*Data shown*.
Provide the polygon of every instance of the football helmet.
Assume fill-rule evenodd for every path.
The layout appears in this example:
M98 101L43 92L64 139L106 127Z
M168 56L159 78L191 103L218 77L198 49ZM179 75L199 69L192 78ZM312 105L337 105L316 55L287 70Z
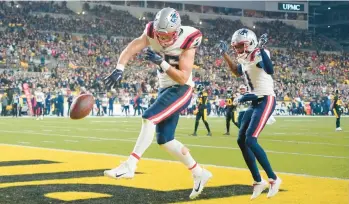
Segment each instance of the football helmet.
M241 95L244 95L247 92L247 88L245 85L240 85L239 92Z
M205 89L204 86L201 85L201 84L198 84L198 85L196 86L196 91L197 91L197 92L202 92L204 89Z
M227 97L231 97L232 93L233 93L233 88L231 87L227 88Z
M181 18L173 8L163 8L155 16L154 34L162 47L173 45L179 35Z
M258 45L256 34L247 28L242 28L231 37L231 46L238 58L246 58Z

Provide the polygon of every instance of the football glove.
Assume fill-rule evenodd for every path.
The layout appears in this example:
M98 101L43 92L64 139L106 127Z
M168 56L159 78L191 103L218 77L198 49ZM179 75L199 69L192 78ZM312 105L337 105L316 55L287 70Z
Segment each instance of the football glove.
M224 55L227 51L228 51L228 44L223 40L219 41L219 53L221 55Z
M154 64L157 64L160 66L160 64L164 61L162 56L154 52L151 48L148 48L147 51L145 52L145 60L151 61Z
M268 34L264 33L258 41L258 47L259 48L264 48L265 44L268 42Z
M115 88L118 83L120 83L122 79L123 71L121 69L114 69L114 71L109 74L106 78L104 78L104 84L108 89Z

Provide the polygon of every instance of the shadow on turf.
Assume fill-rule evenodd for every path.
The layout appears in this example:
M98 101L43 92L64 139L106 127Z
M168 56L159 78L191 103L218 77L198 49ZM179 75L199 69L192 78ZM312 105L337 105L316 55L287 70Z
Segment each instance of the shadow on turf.
M115 185L100 184L57 184L57 185L30 185L0 189L1 201L5 203L62 203L61 200L47 198L44 195L52 192L95 192L112 195L110 198L94 198L87 200L75 200L64 203L176 203L190 201L188 196L191 189L157 191L144 188L133 188ZM285 191L285 190L281 190ZM232 196L250 195L252 187L247 185L227 185L207 187L196 200L225 198ZM248 198L246 198L248 199Z

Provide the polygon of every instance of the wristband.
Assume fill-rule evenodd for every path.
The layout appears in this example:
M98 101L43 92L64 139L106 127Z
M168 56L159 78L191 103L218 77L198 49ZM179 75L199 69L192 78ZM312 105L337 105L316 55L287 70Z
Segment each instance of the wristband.
M164 60L161 62L160 67L162 70L164 70L164 72L166 72L168 69L170 69L171 65Z
M116 69L119 69L119 70L121 70L121 71L124 71L125 65L123 65L123 64L117 64L117 65L116 65Z

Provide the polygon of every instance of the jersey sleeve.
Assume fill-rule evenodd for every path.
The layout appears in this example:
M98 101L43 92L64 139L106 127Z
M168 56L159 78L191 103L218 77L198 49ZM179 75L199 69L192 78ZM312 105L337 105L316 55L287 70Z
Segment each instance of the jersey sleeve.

*Problem to work on*. The entries should be reproduced word for word, pictures omitted.

*Solution for this exercise*.
Provide the polygon of every instance of the football helmet.
Assume fill-rule evenodd for every path.
The layout appears in this example:
M98 101L43 92L64 139L106 127Z
M168 56L159 78L191 103L218 77L198 49ZM179 75L199 69L192 78ZM312 105L337 105L316 55L287 70Z
Segment each instance of the football helmet.
M241 95L244 95L247 92L247 88L245 85L240 85L239 92Z
M205 89L204 86L201 85L201 84L198 84L198 85L196 86L196 91L197 91L197 92L202 92L204 89Z
M227 97L231 97L232 93L233 93L233 88L231 87L227 88Z
M181 18L173 8L163 8L155 16L154 34L162 47L173 45L179 35Z
M258 45L256 34L247 28L242 28L231 37L231 46L238 58L246 58Z

Provide the polygon of every instance of the football glove.
Assume fill-rule evenodd for every path.
The layout appears in this example:
M98 101L43 92L64 139L106 127Z
M168 56L159 78L191 103L218 77L198 49ZM179 75L199 69L192 78ZM312 105L337 105L316 55L287 70Z
Segment each instance of the football glove.
M224 55L227 51L228 51L228 44L223 40L219 41L219 53L221 55Z
M154 64L157 64L160 66L160 64L164 61L162 56L154 52L151 48L148 48L147 51L145 52L145 60L151 61Z
M268 34L264 33L258 41L258 47L259 48L264 48L265 44L268 42Z
M115 88L118 83L120 83L122 79L123 71L121 69L114 69L114 71L109 74L106 78L104 78L104 84L108 89Z

Provide the polygon of every instance of the shadow on turf.
Assume fill-rule evenodd for every path.
The layout appears in this example:
M98 101L43 92L64 139L106 127Z
M168 56L159 78L191 103L218 77L198 49ZM179 75L199 69L192 78ZM312 105L337 105L316 55L287 70Z
Segment each instance of the shadow on turf.
M115 185L100 184L57 184L57 185L30 185L0 189L1 201L5 203L62 203L61 200L47 198L44 195L52 192L95 192L112 195L110 198L94 198L87 200L75 200L64 203L176 203L190 201L188 196L191 189L157 191L144 188L133 188ZM285 191L285 190L281 190ZM232 196L250 195L252 187L247 185L227 185L207 187L196 200L225 198ZM248 198L246 198L248 199Z

Provide the polygon of every instance of the wristband.
Assume fill-rule evenodd for every path.
The layout appears in this example:
M98 101L43 92L64 139L106 127Z
M168 56L159 78L191 103L218 77L198 49ZM179 75L199 69L192 78ZM312 105L337 105L316 55L287 70Z
Segment each instance of the wristband.
M164 60L161 62L160 67L162 70L164 70L164 72L166 72L168 69L170 69L171 65Z
M116 69L119 69L119 70L121 70L121 71L124 71L125 65L123 65L123 64L117 64L117 65L116 65Z

Provide the polygon of every instance of the jersey sleeve.
Assume fill-rule evenodd for every path.
The layout appears in this example:
M98 101L43 92L64 139L106 127Z
M168 56L159 78L191 103L218 77L198 49ZM179 75L199 69L192 78ZM312 105L337 105L316 55L287 70Z
Segment each instance of the jersey sleeve.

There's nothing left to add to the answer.